■ Request:
Select every line of the entries below that contains the word "dome", and copy each one in full.

>>>>>

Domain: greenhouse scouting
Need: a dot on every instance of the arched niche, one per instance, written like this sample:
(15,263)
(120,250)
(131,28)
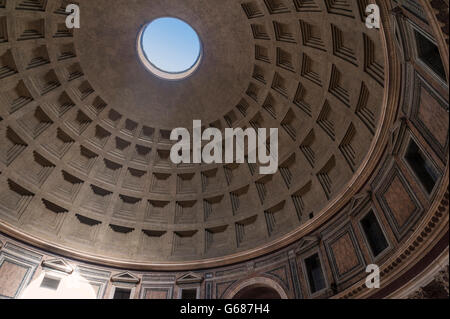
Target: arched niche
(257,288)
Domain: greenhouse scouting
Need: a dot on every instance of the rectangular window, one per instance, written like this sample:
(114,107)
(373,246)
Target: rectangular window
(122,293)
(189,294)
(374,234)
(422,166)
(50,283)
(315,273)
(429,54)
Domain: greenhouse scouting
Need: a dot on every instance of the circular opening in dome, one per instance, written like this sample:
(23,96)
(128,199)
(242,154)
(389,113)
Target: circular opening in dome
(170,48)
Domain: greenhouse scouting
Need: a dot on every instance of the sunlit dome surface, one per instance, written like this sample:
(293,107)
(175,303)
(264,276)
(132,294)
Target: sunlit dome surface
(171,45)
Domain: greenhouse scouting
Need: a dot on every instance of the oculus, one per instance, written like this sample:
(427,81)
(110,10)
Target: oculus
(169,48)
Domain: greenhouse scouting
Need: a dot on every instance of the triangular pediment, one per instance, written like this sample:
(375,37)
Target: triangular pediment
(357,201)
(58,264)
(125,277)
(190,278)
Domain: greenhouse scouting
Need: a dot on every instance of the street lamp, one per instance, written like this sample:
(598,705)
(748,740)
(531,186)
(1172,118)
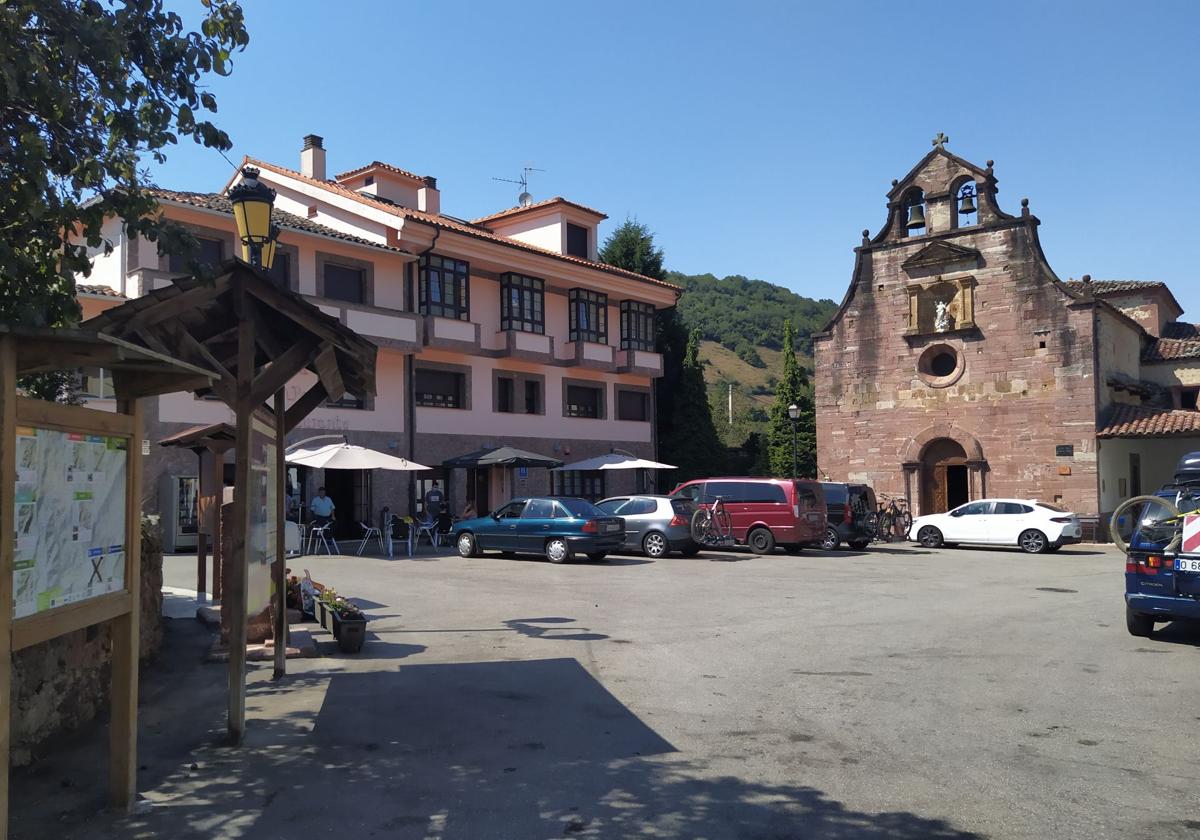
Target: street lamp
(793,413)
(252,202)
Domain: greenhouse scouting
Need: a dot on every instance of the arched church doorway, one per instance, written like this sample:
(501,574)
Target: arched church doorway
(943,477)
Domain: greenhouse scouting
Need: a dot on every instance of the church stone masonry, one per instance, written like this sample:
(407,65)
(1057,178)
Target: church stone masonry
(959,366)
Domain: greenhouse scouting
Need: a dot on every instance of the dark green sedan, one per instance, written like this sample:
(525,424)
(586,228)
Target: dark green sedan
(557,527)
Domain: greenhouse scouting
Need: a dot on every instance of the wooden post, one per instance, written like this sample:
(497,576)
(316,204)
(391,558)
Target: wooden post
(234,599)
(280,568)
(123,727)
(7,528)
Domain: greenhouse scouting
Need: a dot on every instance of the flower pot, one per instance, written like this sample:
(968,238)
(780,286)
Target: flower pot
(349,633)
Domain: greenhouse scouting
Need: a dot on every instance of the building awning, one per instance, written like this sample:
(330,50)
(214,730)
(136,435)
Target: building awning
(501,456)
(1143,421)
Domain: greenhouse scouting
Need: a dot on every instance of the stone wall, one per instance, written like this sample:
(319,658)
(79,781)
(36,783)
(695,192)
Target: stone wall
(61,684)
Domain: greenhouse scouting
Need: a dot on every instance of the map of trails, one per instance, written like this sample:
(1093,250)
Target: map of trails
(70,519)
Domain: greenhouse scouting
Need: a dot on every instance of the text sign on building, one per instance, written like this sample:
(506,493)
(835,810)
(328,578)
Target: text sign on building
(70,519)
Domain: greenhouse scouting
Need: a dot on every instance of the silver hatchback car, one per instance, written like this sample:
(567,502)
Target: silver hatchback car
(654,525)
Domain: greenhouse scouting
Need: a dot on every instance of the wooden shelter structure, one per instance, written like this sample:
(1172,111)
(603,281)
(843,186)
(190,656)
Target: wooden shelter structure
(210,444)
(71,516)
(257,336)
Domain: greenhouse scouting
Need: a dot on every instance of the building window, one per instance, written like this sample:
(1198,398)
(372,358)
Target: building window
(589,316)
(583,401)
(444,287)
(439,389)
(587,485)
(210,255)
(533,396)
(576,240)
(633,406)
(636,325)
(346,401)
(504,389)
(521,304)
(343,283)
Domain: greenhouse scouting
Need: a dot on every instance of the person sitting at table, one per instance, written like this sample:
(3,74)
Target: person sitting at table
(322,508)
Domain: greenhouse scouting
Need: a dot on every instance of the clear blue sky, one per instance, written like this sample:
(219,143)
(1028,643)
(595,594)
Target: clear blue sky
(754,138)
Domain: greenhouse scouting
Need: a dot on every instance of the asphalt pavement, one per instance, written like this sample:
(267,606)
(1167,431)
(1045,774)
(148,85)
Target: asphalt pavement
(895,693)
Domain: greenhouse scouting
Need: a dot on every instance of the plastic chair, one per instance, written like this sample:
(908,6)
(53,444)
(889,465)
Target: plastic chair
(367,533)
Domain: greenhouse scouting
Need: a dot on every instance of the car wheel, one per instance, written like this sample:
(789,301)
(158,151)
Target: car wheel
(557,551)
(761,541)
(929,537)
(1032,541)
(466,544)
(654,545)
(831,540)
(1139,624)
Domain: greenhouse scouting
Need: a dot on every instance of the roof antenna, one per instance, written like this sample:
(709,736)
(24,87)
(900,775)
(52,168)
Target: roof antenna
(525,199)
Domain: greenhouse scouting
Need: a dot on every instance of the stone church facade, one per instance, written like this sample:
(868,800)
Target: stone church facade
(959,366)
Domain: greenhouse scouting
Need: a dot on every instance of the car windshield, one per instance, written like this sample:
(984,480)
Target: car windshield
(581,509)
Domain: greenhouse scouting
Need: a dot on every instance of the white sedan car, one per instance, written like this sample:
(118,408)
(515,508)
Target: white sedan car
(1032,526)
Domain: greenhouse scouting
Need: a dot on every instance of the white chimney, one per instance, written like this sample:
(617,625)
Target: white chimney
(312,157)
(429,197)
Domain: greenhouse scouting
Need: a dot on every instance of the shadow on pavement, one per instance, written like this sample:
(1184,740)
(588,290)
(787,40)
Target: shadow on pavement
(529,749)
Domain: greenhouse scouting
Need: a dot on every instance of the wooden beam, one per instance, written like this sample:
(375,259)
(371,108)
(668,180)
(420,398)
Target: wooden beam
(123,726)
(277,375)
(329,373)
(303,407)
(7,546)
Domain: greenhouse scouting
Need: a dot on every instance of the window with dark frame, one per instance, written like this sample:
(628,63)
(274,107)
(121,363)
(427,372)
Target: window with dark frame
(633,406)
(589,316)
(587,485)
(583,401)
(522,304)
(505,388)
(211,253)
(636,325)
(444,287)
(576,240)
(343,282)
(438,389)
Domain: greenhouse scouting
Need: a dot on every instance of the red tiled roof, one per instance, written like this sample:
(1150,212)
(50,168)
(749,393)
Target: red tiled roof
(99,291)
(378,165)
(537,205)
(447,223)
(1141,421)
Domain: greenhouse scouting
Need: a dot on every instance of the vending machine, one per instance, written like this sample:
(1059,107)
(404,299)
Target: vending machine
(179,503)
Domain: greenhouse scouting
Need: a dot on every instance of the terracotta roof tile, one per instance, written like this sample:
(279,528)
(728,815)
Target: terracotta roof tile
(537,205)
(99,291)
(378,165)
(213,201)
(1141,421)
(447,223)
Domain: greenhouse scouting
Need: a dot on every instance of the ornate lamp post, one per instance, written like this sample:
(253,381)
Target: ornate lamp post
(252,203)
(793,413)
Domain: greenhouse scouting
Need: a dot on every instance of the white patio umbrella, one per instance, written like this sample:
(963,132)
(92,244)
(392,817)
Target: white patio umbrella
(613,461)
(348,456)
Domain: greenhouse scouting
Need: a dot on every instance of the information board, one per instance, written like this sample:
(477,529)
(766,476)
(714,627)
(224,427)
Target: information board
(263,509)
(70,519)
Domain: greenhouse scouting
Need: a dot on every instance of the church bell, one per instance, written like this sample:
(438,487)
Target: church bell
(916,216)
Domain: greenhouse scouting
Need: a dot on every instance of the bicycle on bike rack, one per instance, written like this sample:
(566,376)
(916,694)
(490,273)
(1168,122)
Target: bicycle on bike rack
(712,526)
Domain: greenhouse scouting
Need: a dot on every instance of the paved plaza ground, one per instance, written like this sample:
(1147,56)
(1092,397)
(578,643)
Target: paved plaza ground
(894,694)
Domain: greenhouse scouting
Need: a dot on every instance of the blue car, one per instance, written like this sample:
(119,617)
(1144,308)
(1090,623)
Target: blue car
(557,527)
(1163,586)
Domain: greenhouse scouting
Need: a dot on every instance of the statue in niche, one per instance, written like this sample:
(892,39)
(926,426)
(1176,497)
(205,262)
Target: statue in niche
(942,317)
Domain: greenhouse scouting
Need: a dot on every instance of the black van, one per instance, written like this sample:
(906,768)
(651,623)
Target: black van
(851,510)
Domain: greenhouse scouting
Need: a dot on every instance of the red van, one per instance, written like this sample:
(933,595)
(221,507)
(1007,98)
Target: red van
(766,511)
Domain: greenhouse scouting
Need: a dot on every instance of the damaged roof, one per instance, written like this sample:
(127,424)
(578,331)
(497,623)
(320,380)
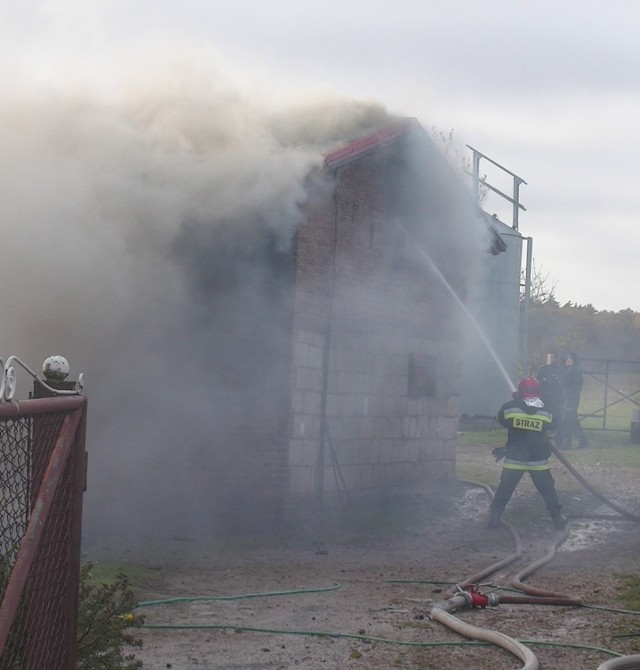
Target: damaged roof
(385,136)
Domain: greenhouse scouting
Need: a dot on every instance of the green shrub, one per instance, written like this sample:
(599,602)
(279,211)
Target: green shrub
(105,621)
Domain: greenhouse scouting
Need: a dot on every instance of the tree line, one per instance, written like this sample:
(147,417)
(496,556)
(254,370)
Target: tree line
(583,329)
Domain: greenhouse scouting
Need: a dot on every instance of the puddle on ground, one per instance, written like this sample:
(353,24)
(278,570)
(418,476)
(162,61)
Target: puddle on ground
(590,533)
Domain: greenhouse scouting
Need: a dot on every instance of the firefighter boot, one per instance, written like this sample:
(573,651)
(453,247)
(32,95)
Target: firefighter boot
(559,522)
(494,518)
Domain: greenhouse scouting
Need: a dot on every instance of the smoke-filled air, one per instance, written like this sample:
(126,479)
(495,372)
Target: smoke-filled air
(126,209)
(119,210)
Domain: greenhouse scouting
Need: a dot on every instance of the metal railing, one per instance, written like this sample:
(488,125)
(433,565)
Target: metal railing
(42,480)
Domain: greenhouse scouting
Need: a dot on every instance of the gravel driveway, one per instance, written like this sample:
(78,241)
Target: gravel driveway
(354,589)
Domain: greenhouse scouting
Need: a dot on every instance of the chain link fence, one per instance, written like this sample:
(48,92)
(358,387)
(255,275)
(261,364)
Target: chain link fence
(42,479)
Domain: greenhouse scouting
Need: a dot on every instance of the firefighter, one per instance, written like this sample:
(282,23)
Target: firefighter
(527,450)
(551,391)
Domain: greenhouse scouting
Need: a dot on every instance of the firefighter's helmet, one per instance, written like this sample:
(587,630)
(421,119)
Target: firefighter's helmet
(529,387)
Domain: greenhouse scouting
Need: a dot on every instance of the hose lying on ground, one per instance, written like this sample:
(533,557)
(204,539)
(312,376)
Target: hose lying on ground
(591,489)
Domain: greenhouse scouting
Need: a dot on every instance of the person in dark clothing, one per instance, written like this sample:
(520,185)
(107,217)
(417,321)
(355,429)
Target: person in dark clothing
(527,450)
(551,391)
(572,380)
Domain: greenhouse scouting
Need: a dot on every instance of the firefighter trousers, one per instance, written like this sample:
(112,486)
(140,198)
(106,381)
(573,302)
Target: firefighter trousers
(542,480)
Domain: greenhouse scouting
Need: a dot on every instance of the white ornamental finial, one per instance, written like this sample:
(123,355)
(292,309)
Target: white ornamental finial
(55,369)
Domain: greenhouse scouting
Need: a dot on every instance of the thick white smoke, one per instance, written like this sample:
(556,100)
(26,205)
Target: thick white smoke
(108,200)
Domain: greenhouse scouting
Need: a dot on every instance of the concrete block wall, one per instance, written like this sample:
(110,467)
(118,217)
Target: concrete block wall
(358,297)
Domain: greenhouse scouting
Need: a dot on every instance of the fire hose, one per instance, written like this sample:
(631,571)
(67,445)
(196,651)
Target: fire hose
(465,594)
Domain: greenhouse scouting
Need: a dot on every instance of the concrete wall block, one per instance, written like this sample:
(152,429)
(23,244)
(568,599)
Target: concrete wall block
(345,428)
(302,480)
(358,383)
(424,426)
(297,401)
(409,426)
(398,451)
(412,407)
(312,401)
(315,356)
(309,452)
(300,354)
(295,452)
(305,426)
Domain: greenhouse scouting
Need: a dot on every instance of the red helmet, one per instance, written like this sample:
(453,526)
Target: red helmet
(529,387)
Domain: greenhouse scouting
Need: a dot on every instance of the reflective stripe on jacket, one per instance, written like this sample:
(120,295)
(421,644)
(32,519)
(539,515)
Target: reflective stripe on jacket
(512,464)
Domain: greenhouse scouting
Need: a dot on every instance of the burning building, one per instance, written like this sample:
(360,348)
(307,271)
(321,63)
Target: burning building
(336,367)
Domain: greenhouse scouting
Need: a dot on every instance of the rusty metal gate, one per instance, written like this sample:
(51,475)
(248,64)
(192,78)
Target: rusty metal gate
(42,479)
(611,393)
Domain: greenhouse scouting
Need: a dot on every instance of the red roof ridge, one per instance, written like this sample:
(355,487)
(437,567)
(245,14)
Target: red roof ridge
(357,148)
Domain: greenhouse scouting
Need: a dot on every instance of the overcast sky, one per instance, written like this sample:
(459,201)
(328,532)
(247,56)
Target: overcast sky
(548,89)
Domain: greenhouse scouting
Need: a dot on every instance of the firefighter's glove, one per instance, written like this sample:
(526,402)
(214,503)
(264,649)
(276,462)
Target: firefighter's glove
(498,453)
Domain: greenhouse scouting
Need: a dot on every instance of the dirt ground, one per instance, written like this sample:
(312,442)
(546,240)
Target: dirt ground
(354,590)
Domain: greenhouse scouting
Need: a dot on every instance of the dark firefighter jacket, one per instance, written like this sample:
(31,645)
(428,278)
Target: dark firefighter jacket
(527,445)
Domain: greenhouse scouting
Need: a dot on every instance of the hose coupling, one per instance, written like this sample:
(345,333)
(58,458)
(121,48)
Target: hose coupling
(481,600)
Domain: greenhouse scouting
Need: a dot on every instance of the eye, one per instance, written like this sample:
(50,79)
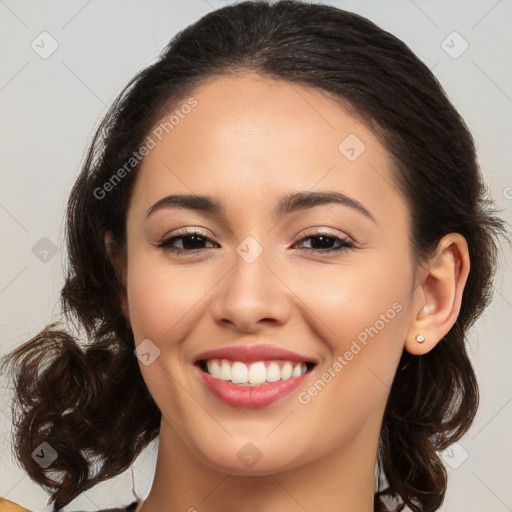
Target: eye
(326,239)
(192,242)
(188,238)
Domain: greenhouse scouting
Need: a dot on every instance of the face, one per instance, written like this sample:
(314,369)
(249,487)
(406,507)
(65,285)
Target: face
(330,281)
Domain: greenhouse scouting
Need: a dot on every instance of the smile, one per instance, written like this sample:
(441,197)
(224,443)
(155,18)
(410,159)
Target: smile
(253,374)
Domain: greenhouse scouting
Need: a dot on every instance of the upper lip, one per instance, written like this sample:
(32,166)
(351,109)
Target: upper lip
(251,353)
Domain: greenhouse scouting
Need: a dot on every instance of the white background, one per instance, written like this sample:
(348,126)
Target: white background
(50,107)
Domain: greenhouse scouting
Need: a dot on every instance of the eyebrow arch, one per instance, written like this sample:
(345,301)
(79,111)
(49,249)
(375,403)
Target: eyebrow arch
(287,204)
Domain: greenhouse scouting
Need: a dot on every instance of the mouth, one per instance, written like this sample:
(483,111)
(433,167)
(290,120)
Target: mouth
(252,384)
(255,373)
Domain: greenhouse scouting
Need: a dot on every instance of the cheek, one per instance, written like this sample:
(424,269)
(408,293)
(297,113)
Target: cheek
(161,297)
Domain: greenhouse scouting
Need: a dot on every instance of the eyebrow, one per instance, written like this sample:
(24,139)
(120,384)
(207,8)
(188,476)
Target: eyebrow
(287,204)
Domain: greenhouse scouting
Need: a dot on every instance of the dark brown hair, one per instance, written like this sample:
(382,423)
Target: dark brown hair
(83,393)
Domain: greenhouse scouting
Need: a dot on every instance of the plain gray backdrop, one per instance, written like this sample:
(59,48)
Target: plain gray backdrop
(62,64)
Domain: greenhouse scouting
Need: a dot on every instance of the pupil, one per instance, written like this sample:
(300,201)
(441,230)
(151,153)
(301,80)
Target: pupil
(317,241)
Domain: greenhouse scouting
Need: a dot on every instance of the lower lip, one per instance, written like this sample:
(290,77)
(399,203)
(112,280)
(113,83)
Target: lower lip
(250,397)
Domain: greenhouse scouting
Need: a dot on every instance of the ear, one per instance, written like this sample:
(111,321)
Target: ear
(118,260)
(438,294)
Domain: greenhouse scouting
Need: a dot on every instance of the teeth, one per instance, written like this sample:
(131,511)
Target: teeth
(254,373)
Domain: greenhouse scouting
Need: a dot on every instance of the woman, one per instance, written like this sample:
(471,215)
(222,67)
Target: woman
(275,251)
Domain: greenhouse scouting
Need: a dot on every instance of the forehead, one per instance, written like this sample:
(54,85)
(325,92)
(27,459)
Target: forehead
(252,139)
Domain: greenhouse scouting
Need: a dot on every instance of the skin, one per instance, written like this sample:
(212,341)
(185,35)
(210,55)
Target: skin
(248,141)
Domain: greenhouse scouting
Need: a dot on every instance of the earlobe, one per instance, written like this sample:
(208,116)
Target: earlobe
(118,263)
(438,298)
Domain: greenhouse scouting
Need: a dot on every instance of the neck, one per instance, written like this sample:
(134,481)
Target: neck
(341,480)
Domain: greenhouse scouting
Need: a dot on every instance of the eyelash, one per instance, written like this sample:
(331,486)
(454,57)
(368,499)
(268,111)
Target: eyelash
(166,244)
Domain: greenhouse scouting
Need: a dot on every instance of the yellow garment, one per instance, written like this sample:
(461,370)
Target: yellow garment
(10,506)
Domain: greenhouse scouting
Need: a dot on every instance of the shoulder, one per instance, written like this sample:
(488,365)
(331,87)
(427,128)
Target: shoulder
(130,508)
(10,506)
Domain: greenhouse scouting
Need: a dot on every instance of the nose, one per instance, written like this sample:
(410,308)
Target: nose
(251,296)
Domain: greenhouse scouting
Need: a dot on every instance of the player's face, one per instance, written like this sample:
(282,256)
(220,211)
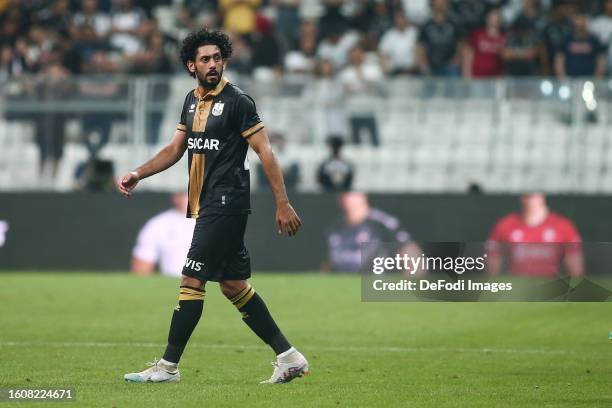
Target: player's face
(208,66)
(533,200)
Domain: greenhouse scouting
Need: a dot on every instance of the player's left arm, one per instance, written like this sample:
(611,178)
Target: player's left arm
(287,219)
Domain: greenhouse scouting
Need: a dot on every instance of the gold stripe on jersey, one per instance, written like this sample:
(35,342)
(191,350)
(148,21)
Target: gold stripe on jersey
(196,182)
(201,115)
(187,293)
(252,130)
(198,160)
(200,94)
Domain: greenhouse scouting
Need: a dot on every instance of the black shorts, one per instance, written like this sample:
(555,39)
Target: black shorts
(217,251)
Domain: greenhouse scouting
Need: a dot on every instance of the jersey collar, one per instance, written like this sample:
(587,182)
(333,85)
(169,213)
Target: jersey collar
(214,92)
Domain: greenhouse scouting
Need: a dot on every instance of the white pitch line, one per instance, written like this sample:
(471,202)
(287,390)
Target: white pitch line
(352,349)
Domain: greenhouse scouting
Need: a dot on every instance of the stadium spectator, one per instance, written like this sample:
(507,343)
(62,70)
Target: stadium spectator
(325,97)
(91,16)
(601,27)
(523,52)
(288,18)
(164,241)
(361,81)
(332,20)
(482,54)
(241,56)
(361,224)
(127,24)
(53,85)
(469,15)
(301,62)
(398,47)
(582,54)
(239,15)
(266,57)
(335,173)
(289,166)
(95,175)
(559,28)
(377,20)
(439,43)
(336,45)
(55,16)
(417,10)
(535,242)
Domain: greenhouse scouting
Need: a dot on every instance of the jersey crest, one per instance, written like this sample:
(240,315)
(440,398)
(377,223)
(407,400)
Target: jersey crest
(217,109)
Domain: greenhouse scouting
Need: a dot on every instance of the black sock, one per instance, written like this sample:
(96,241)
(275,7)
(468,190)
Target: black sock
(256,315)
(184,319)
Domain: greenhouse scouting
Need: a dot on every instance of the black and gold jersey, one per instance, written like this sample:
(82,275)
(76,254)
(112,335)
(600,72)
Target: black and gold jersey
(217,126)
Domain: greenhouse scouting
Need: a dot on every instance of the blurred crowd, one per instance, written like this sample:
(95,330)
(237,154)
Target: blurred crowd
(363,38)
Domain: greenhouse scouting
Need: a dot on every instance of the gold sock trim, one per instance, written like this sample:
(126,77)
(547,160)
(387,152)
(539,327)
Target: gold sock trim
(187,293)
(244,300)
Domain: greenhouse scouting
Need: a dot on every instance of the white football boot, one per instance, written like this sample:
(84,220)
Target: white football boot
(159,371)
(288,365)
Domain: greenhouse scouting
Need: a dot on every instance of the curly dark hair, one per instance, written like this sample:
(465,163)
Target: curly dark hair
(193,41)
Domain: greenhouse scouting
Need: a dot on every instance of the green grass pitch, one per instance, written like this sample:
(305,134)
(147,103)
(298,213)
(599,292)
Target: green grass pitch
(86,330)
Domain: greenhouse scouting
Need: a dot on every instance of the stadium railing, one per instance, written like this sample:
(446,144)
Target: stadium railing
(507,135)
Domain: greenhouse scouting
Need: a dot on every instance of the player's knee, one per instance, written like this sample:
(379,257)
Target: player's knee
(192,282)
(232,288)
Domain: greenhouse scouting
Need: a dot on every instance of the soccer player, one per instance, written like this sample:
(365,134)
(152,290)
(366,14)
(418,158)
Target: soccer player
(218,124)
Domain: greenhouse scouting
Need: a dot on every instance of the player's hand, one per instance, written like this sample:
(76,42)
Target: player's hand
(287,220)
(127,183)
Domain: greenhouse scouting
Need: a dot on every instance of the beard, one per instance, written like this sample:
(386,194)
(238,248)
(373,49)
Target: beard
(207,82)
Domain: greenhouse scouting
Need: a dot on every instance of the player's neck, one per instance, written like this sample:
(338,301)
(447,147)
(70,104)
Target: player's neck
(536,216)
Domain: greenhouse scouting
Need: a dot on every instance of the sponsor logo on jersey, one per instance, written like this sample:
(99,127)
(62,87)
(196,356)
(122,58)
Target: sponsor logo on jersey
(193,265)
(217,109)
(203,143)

<<<<<

■ Output below:
Need: a dot on every instance of the circular opening in dome, one per instance, written like this sample:
Target: circular opening in dome
Need: a dot on every instance of the sunlit dome surface, one per instance, written like this sample:
Target: sunlit dome surface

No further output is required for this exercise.